__Direction 1__
Which lines of the rows contain the string "chalk"? Identify each one and copy it.

__Text extract__
========

Baldus de Ubaldis (Italian: Baldo degli Ubaldi; 1327 – 28 April 1400) was an Italian jurist, and a leading figure in Medieval Roman Law and the school of Postglossators.

Life

A member of the noble family of the Ubaldi (Baldeschi), Baldus was born at Perugia in 1327, and studied civil law there under Bartolus de Saxoferrato, being admitted to the degree of doctor of civil law at the early age of seventeen. Federicus Petrucius of Siena is said to have been the master under whom he studied canon law.

On his promotion to the doctorate he went to Bologna, where he taught law for three years, after which he was advanced to a professorship at Perugia, where he remained for thirty-three years, and he had among his students Francesco Albergotti. He subsequently taught law at Pisa, Florence, Padua and Pavia, the rivals to Bologna. During his period at Pavia he sometimes also taught at Piacenza. He died at Pavia on 28 April 1400 and was buried in the church of San Francesco.

========

__Direction 2__
In which cities does the text on Baldus de Ubaldis say he taught? List every one.

__Records supplied__
========

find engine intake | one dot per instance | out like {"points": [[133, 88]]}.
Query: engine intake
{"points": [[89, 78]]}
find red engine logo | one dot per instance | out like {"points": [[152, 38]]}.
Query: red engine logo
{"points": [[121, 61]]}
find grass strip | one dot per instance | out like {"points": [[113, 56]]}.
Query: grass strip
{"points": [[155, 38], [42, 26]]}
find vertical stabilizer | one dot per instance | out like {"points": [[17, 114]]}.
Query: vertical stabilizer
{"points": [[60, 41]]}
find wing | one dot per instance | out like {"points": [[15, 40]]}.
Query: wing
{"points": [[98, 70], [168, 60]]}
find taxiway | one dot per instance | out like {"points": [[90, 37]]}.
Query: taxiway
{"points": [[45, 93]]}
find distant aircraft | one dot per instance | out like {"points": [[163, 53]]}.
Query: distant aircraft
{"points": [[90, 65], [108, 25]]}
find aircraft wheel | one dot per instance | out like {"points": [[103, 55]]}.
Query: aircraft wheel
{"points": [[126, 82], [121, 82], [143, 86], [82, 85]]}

========

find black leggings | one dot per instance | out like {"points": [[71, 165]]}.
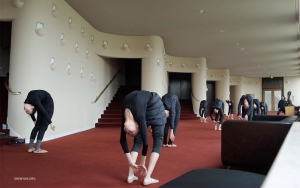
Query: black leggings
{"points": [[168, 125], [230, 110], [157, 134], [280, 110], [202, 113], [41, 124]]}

========

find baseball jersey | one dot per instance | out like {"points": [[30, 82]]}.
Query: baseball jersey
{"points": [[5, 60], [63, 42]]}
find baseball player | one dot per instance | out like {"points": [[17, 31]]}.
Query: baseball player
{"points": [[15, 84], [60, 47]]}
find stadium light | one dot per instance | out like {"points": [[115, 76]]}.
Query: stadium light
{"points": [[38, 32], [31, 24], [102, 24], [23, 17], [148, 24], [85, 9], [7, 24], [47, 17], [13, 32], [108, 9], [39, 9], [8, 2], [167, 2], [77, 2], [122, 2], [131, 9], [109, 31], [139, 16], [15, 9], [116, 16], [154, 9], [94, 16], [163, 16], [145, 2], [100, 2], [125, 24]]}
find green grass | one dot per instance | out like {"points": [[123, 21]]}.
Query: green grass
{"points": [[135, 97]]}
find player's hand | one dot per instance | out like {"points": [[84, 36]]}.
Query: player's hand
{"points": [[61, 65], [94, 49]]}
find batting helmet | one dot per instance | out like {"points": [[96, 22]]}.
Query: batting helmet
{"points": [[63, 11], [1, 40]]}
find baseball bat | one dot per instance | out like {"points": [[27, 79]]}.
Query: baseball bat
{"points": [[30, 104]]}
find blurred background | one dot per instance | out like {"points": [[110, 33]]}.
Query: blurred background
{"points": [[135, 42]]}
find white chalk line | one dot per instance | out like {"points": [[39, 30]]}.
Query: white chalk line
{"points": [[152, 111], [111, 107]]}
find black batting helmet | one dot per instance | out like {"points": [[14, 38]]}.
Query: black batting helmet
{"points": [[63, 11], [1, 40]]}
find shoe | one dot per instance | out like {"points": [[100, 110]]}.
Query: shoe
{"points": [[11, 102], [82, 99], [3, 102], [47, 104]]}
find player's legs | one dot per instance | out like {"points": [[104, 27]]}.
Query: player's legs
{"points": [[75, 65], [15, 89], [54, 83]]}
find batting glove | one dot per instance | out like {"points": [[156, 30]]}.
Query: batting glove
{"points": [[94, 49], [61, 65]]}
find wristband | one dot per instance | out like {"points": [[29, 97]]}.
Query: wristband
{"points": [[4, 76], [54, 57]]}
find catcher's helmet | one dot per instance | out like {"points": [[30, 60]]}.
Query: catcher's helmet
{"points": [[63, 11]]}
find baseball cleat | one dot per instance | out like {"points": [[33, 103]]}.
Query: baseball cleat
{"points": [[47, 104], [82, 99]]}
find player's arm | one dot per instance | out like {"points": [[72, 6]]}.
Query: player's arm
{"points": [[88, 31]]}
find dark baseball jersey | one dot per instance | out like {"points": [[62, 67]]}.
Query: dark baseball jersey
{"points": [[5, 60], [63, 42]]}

========

__Correct answer 1__
find white chalk line | one dot per instance | out like {"points": [[39, 30]]}.
Query: white chalk line

__Correct answer 2__
Bologna, Perugia, Pisa, Florence, Padua, Pavia, Piacenza